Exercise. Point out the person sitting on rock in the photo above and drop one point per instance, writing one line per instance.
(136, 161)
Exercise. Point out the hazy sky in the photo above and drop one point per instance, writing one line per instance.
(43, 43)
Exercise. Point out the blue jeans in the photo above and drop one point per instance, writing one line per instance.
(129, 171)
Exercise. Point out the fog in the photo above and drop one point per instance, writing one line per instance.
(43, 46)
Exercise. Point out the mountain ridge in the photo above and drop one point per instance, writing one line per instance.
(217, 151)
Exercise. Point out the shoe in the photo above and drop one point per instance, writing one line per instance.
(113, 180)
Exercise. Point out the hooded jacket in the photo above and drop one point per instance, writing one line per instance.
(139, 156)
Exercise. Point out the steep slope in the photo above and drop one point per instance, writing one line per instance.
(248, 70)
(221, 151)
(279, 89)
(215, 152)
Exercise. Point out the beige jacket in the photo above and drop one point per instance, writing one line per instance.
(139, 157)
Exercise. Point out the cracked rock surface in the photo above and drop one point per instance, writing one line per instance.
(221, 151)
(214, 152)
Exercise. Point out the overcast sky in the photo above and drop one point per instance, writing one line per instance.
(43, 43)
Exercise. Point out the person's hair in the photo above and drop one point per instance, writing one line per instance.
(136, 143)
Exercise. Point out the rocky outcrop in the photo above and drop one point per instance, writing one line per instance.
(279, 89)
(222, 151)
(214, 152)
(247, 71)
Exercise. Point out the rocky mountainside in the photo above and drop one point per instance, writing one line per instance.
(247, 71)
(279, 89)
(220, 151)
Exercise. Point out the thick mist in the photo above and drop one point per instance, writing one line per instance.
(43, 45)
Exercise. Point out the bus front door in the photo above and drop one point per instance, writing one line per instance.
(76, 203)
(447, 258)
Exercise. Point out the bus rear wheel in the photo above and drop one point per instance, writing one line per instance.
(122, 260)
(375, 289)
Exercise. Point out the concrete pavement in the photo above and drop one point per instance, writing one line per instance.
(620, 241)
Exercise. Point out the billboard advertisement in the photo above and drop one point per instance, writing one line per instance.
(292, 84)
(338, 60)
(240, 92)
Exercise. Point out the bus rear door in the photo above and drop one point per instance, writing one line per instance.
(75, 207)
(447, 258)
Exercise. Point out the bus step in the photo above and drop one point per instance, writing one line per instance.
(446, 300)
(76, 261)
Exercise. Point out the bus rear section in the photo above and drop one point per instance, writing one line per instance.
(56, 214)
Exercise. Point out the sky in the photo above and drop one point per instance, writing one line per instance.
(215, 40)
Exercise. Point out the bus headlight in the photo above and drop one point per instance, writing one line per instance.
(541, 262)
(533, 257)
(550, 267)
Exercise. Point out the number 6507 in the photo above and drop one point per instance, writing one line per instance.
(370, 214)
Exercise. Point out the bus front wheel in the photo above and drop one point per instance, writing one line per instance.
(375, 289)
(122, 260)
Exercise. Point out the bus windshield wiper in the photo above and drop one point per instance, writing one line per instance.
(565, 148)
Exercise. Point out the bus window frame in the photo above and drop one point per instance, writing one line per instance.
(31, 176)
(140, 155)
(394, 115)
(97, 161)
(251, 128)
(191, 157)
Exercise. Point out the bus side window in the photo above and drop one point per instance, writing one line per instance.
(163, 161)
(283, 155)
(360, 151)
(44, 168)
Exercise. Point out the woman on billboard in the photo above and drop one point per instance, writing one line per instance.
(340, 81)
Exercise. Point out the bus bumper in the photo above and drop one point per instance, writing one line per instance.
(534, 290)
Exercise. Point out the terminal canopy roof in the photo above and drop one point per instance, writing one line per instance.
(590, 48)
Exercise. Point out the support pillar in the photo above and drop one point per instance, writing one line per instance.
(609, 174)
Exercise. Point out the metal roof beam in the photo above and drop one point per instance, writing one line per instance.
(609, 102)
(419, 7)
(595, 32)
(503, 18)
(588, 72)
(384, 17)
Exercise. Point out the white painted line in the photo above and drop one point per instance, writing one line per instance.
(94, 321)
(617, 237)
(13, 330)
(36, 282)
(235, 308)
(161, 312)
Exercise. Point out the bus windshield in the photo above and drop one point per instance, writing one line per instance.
****************************************
§ **Exercise goal**: Put every line of the records above into a JSON list of strings, one string per line, with blank lines left out.

§ **Exercise response**:
[
  "Exercise. Point out the person sitting on rock in the photo above and drop one point per instance, writing one line per instance.",
  "(136, 161)",
  "Exercise. Point out the hazy sky in the photo above and drop one point per instance, writing one line per instance.",
  "(43, 43)",
  "Exercise. Point out the blue jeans in the photo above and drop one point per instance, writing one line per instance.",
  "(129, 171)",
  "Exercise. Point out the fog in the photo above and drop one point per instance, writing one line per instance.",
  "(43, 46)",
  "Exercise. Point out the mountain ridge in the photo above and drop one point per instance, writing one line per instance.",
  "(217, 151)",
  "Exercise. Point out the shoe in the photo above and drop one point per instance, writing one line per instance.",
  "(113, 180)",
  "Exercise. Point out the hooded jacket in the photo above and drop one point per instance, writing one line per instance.",
  "(139, 156)",
  "Exercise. Point out the steep slope in the photo above and drop one point per instance, writing one line per instance.",
  "(248, 70)",
  "(221, 151)",
  "(279, 89)",
  "(215, 152)",
  "Exercise. Point out the beige jacket in the photo above and drop one point per instance, writing one line per instance.",
  "(139, 157)",
  "Exercise. Point out the cracked rock surface in the photo above and drop one point per instance, writing one line per instance.",
  "(221, 151)",
  "(214, 152)",
  "Exercise. Point out the overcast sky in the photo above and drop one point per instance, writing one line per instance.",
  "(43, 43)",
  "Exercise. Point out the person's hair in the photo above and drop one point per instance, writing one line per instance.",
  "(136, 143)",
  "Exercise. Point out the rocky outcrop in the photo above and drop one point per instance, writing one line per instance.",
  "(279, 89)",
  "(222, 151)",
  "(214, 152)",
  "(247, 71)",
  "Exercise. Point out the rocky mountainside in the photo above and drop one point per instance, writing one line per instance.",
  "(247, 71)",
  "(279, 89)",
  "(220, 151)",
  "Exercise. Point out the thick mist in the photo above and drop one point per instance, writing one line per instance.",
  "(43, 45)",
  "Exercise. Point out the bus front door in the photo above and drop one point per instance, writing one line per instance.",
  "(76, 203)",
  "(447, 258)",
  "Exercise. Point out the bus rear wheel in the photo above and drop one point per instance, writing one line per instance.",
  "(122, 260)",
  "(375, 289)",
  "Exercise. Point out the concrete pavement in the photo above and drop one point per instance, writing one line per instance.",
  "(620, 241)",
  "Exercise. Point out the billboard advertisement in the photo above and drop one point per instance, writing one line per instance.",
  "(292, 84)",
  "(338, 60)",
  "(240, 92)",
  "Exercise. Point out the bus rear door in the photo above and drop one point per instance, writing one line per instance.",
  "(75, 207)",
  "(447, 258)",
  "Exercise. Point out the bus step in the photo above and drop one point per instance, writing one line per instance.",
  "(446, 300)",
  "(76, 261)",
  "Exercise. Point out the bus rear section in the photo above and drop one point per instance, writing one line per instance.",
  "(56, 214)",
  "Exercise. Point out the sky in the photo above and drop one point per instance, writing one line per instance.",
  "(215, 40)",
  "Exercise. Point out the bus headlight in the photo above and drop one point per instance, writing one line per instance.",
  "(541, 262)",
  "(533, 257)",
  "(550, 267)",
  "Exercise. Point out the number 6507 in the photo above and drop one point per instance, writing one line per instance.",
  "(370, 214)",
  "Exercise. Point out the bus front wheel in the photo above and drop one point per instance, writing one line per instance.",
  "(375, 289)",
  "(122, 260)",
  "Exercise. Point out the bus windshield wiper in the photo above and drop one point per instance, writing one line per instance.",
  "(565, 148)",
  "Exercise. Point out the bus window frame in the photo above and drop one point per instance, writing one line per instance.",
  "(31, 176)",
  "(140, 155)",
  "(394, 115)",
  "(97, 161)",
  "(251, 128)",
  "(191, 157)",
  "Exercise. Point out the bus side window in the photo above and drop one point per instance, writing one line per instance.",
  "(163, 161)",
  "(283, 155)",
  "(360, 151)",
  "(44, 168)",
  "Exercise. Point out the woman on billboard in the photo above and drop one point per instance, writing one line per instance.",
  "(340, 81)",
  "Exercise. Point out the bus bumper in the photo above and drop one point per instance, writing one line per instance.",
  "(534, 290)",
  "Exercise. Point out the terminal canopy roof in the photo above and drop one point per instance, writing one line per instance.",
  "(590, 48)",
  "Exercise. Point out the support pillar in the photo above and drop one point per instance, writing one line per instance.",
  "(609, 174)",
  "Exercise. Point out the metal roof beam in the photo above and drop one point per instance, writing one line per instance.",
  "(609, 102)",
  "(419, 7)",
  "(595, 32)",
  "(503, 18)",
  "(588, 72)",
  "(384, 17)",
  "Exercise. Point out the white painted line in the photo above and drop one point per instance, writing one line per instance.",
  "(94, 321)",
  "(617, 237)",
  "(13, 330)",
  "(36, 282)",
  "(235, 308)",
  "(161, 312)",
  "Exercise. Point out the bus windshield in the photo above and drop one point per instance, writing one line per instance."
]